Repeat the data below exactly, dropping any pictures it holds.
^^^^^^^^
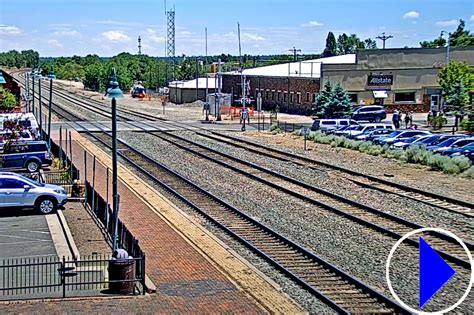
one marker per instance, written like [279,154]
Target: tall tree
[331,46]
[456,79]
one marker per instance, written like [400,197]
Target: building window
[354,98]
[405,97]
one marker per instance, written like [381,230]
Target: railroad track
[444,202]
[373,218]
[342,292]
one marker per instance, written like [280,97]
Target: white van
[27,120]
[366,128]
[326,125]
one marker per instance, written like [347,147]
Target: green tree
[332,102]
[331,46]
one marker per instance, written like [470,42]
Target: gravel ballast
[356,249]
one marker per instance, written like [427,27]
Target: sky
[106,28]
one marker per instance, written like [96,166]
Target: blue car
[445,142]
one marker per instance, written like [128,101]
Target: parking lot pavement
[24,234]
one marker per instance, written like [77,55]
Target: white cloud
[67,33]
[312,24]
[55,43]
[411,15]
[116,36]
[9,30]
[447,23]
[252,37]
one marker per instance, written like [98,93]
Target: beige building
[398,78]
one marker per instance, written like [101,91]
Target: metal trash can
[121,273]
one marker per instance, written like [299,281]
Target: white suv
[17,191]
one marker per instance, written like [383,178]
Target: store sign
[380,79]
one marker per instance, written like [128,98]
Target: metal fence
[41,277]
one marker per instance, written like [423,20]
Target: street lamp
[113,91]
[448,46]
[51,77]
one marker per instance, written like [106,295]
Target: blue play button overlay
[434,272]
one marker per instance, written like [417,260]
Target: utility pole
[384,38]
[139,45]
[295,51]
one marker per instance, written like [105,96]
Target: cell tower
[170,39]
[139,45]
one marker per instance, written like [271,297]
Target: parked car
[405,142]
[369,113]
[455,145]
[17,191]
[376,134]
[31,155]
[331,124]
[467,150]
[405,134]
[368,128]
[445,141]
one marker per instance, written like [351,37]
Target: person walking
[396,119]
[407,120]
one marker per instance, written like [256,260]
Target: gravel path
[410,209]
[408,174]
[356,249]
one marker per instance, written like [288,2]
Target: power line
[295,51]
[383,38]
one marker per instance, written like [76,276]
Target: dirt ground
[410,174]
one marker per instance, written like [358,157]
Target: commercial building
[397,78]
[405,79]
[291,86]
[181,92]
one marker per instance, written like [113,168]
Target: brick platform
[192,271]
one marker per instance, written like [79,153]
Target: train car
[138,91]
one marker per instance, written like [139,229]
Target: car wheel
[32,166]
[46,206]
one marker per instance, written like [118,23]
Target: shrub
[462,162]
[437,161]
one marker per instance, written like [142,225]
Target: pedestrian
[407,120]
[396,119]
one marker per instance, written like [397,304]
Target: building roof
[305,69]
[191,84]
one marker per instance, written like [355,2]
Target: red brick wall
[231,84]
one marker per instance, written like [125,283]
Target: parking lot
[24,234]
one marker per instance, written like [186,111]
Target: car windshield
[395,133]
[30,181]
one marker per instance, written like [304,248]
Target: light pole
[113,92]
[448,46]
[51,77]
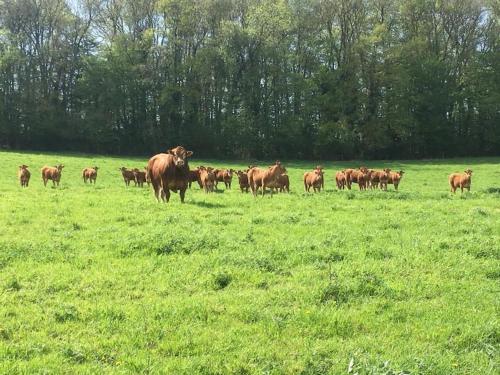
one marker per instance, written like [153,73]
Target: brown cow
[89,174]
[52,173]
[281,184]
[208,178]
[243,181]
[24,175]
[170,171]
[395,178]
[358,176]
[224,175]
[264,177]
[313,179]
[340,179]
[148,180]
[462,180]
[128,175]
[379,177]
[194,175]
[139,176]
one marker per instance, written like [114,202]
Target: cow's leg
[156,188]
[182,193]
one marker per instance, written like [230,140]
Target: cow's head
[180,155]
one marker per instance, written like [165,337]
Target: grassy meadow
[102,279]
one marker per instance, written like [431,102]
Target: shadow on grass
[207,204]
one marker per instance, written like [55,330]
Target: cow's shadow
[207,204]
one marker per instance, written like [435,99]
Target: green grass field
[102,279]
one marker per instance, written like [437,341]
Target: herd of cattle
[170,172]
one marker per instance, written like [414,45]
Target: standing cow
[52,173]
[340,179]
[139,176]
[170,172]
[264,177]
[89,174]
[313,179]
[128,175]
[243,181]
[460,180]
[24,175]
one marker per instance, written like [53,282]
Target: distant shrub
[221,280]
[13,285]
[66,313]
[335,292]
[74,355]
^^^^^^^^
• [Exercise output]:
one marker per instance, written like [279,154]
Target: tall tree
[331,46]
[456,79]
one marker per instance, written like [400,197]
Target: building window
[354,98]
[405,97]
one marker per instance, written like [381,230]
Target: railroad track
[444,202]
[373,218]
[342,292]
one marker per instance, written like [280,97]
Target: white van
[27,120]
[366,128]
[326,125]
one marker per instance, written like [347,147]
Target: green tree
[332,102]
[331,46]
one marker per instance, written like [470,42]
Target: gravel ballast
[356,249]
one marker per instance, written like [427,27]
Target: sky
[106,28]
one marker per instance, written like [96,166]
Target: blue car
[445,142]
one marker per instance, written like [128,101]
Target: parking lot pavement
[24,234]
one marker per instance, written like [77,55]
Target: white cloud
[67,33]
[312,24]
[55,43]
[411,15]
[116,36]
[9,30]
[447,23]
[252,37]
one marker per instance, written like [98,93]
Target: beige building
[398,78]
one marker per instance, written like [101,91]
Target: metal trash can
[121,273]
one marker per instance, written like [299,281]
Target: white suv
[17,191]
one marker per instance, written like [383,178]
Target: store sign
[380,79]
one marker per instance, written like [128,98]
Target: metal fence
[41,277]
one marker per instance, written like [423,20]
Target: street lamp
[113,91]
[448,46]
[51,77]
one marker per instance, written like [106,295]
Target: blue play button overlay
[434,272]
one marker per instance, written like [417,260]
Target: utility pole
[384,38]
[139,45]
[295,51]
one marker per instance, written like [105,96]
Target: cell tower
[170,39]
[139,45]
one marker per instance, written like [271,297]
Target: parked car
[405,142]
[369,113]
[455,145]
[17,191]
[376,134]
[31,155]
[331,124]
[467,150]
[405,134]
[368,128]
[445,141]
one marker per instance, written like [351,37]
Target: person walking
[396,119]
[407,120]
one marker per instance, written like [256,260]
Target: gravel path
[410,209]
[408,174]
[356,249]
one marker per instance, written like [288,2]
Target: power line
[295,51]
[383,38]
one marker per instance, written like [76,276]
Target: dirt ground
[410,174]
one marker per instance, written like [358,157]
Target: commercial building
[397,78]
[405,79]
[291,86]
[181,92]
one marker per instance, written like [113,168]
Target: brick platform
[192,271]
one marker per instance, written like [79,153]
Target: train car
[138,91]
one marker per instance, written like [139,229]
Target: car wheel
[32,166]
[46,206]
one marker per instance, written like [118,23]
Target: shrub
[462,162]
[437,161]
one marker per instance, written like [142,225]
Target: pedestrian
[407,120]
[396,119]
one marker per instance, written like [397,304]
Target: building roof
[305,69]
[191,84]
one marker per instance, written like [355,2]
Target: red brick wall
[231,84]
one marker per instance, written like [125,283]
Target: parking lot
[24,234]
one marker per instance, written like [186,111]
Target: car windshield
[395,133]
[30,181]
one marker per instance, written like [304,248]
Target: light pole
[113,92]
[448,46]
[51,77]
one marker per instance, written like [153,73]
Target: brown cow
[89,174]
[52,173]
[281,184]
[208,178]
[243,181]
[24,175]
[170,171]
[395,178]
[358,176]
[224,175]
[264,177]
[313,179]
[340,179]
[148,180]
[462,180]
[128,175]
[379,177]
[194,175]
[139,176]
one marker per instance, written like [114,202]
Target: cow's leg
[156,188]
[182,193]
one marker per instance, written like [230,140]
Target: cow's head
[180,155]
one marker per instance, written like [165,337]
Target: grassy meadow
[102,279]
one marker per instance, written like [431,102]
Target: shadow on grass
[207,204]
one marker per instance, written like [55,330]
Target: cow's shadow
[207,204]
one marker per instance, written like [435,99]
Target: green grass field
[102,279]
one marker per instance, written like [437,341]
Target: herd of cattle
[170,172]
one marker per instance, written like [414,45]
Target: standing cow
[52,173]
[340,179]
[139,176]
[170,172]
[264,177]
[89,174]
[313,179]
[128,175]
[243,181]
[460,180]
[24,175]
one marker per instance, written like [53,282]
Target: distant shrub
[221,280]
[13,285]
[66,313]
[335,292]
[74,355]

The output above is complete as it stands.